▶ TASK:
In the data below, take the part that opens with the line containing "Would you be able to point out the dog chin" and continues through the end of the data, and reproduce it in full, including every request, with each coordinate value in the answers offset by -38. Reproduce that part alone.

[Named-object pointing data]

+ + + + + + +

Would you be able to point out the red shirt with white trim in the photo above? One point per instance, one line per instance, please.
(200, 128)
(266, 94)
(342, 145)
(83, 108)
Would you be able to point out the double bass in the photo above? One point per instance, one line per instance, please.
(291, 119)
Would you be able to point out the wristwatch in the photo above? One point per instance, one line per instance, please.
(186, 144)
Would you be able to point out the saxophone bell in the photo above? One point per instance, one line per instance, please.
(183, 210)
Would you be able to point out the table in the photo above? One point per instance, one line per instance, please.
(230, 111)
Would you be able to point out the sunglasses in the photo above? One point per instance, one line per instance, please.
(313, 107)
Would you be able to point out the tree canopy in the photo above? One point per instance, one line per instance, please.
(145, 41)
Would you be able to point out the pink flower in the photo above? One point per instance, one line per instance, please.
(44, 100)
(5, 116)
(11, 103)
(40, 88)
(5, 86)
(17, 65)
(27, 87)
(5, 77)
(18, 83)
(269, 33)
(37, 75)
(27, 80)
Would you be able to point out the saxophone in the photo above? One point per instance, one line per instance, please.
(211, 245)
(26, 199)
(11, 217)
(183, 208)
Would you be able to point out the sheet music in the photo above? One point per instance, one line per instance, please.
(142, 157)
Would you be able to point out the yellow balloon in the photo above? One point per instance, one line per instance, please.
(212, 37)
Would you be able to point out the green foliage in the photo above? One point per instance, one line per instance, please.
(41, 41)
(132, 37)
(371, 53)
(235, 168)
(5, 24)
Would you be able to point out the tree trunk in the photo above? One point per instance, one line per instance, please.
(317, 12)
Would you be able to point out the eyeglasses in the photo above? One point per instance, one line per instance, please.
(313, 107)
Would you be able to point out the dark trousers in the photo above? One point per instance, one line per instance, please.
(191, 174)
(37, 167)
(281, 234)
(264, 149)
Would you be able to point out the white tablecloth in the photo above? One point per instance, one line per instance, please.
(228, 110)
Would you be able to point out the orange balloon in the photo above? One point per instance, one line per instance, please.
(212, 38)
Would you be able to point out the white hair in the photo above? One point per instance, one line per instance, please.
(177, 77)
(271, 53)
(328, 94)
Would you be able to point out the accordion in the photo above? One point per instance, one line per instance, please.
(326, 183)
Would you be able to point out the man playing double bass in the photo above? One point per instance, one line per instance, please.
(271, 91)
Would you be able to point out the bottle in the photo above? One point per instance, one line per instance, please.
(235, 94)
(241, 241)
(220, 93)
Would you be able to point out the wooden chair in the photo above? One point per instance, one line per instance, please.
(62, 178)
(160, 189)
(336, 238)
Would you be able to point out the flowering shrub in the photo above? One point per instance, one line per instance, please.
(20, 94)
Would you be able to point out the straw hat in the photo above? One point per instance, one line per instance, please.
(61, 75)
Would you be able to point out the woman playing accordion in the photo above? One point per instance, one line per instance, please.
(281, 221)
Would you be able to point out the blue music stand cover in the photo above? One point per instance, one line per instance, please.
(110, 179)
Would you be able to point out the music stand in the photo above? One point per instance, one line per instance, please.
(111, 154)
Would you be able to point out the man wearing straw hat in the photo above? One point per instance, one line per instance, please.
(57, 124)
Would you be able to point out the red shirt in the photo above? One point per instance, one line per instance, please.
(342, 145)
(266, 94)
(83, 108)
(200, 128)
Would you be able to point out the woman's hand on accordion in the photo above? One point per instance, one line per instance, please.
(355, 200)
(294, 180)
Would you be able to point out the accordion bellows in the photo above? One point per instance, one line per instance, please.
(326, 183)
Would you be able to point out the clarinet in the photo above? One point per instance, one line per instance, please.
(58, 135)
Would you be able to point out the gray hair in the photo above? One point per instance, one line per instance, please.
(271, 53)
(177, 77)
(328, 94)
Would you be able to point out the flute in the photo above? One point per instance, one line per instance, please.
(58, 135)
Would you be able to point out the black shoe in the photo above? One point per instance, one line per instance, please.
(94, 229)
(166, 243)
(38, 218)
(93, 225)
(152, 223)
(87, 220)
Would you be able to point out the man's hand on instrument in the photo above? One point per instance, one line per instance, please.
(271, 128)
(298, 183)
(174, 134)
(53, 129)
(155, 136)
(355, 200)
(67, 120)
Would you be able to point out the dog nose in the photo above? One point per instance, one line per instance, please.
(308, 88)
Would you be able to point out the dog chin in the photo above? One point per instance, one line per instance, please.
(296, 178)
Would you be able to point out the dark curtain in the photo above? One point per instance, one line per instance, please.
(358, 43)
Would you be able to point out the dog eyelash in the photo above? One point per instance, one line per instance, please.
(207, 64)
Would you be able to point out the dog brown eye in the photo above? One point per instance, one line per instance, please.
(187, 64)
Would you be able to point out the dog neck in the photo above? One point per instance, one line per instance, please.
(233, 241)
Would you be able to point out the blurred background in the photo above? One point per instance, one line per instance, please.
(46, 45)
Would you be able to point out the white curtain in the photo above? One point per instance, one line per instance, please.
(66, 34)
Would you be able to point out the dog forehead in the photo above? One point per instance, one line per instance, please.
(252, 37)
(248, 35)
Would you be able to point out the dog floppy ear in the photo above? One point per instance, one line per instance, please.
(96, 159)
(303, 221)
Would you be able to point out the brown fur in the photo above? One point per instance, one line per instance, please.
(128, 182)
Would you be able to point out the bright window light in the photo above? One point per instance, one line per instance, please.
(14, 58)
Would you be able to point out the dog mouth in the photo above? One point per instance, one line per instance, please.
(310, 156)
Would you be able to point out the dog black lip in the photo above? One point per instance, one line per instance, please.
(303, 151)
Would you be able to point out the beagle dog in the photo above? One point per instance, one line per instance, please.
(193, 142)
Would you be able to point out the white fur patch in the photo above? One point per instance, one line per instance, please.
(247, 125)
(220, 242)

+ + + + + + +

▶ TASK ANSWER:
Would you be able to point out the dog chin in the photo above? One point per instance, one line per instance, please.
(258, 140)
Would you be able to point out the dark curtain in the photo above? One point per instance, one line per instance, please.
(320, 5)
Would you be able to point out the dog eyelash in the photo above? One point per instance, one line per instance, please.
(169, 26)
Would you be able to point out the dog brown eye in the photo above? One point per instance, one line per instance, please.
(149, 26)
Would you be able to point out the dog neck in the photo above? One point per instance, one line per instance, please.
(195, 203)
Would you be able to point out the blurred background in the photo above? One point per instance, one line per instance, please.
(8, 7)
Would you be able to point out the white curtain in the photo above? One point per instance, one line per instance, please.
(28, -4)
Would you be able to point out the dog forehead in the photo above? One point per instance, one line per instance, please.
(214, -1)
(210, -3)
Would you be able to point out the dog floppy ear in the photo above? One point per instance, one line per instance, please.
(58, 121)
(265, 183)
Would you be able to point out the brown fur in the photo above? One point per instance, one line per instance, please.
(90, 144)
Would you be able to point out the bright window light in the photo above? One point per instance, one line per instance, please.
(-24, 20)
Would you be able to point out the dog mouth in the photo above? One point per instance, one line per instance, please.
(272, 118)
Would you be able to point out the dog black lip in the photo above? One point per instance, one line per instance, please.
(265, 113)
Would you be able to point out the beagle dog in the photo above? One point per instance, one line per instance, please.
(155, 104)
Would you be able to point out the white fur patch in the photo above? One point per instance, one line per instance, please.
(209, 87)
(182, 204)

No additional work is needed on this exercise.